#### [Short problem]
Please copy word for word the stretch from "The results that" through "relatively high temperatures." in the passage on temperature trends in Lower Silesia.

#### [Given passage]
## begin

The results that were obtained in this study indicate that the largest problem of agriculture in Lower Silesia may be a significant increase in temperatures in spring and summer, and an increase in the number of days with relatively high temperatures.

5. Conclusions

A statistically significant, positive linear trend was confirmed for annual average temperature, seasonal averages of temperature and monthly averages in the periods spanning February–May and July–August in the whole region of the lowland part of south-western Poland and at all stations considered. In none of the considered cases, a negative temperature trend was observed. The number of extremely cold months in the first half of the period under study was only slightly larger than the number of extremely cold months in the second half of the period; in contrast, the number of extremely hot months was almost four times smaller when compared to the second half of the period considered.

## end

#### [Information provided]
## begin

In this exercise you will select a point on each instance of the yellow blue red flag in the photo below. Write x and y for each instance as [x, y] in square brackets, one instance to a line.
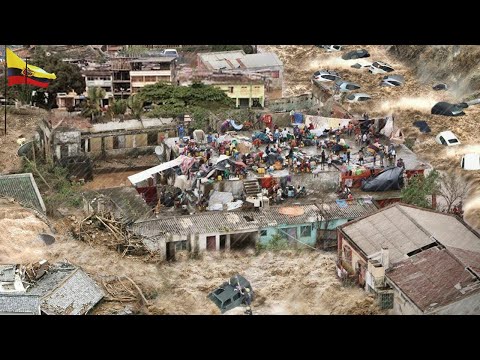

## end

#### [Task answer]
The results that were obtained in this study indicate that the largest problem of agriculture in Lower Silesia may be a significant increase in temperatures in spring and summer, and an increase in the number of days with relatively high temperatures.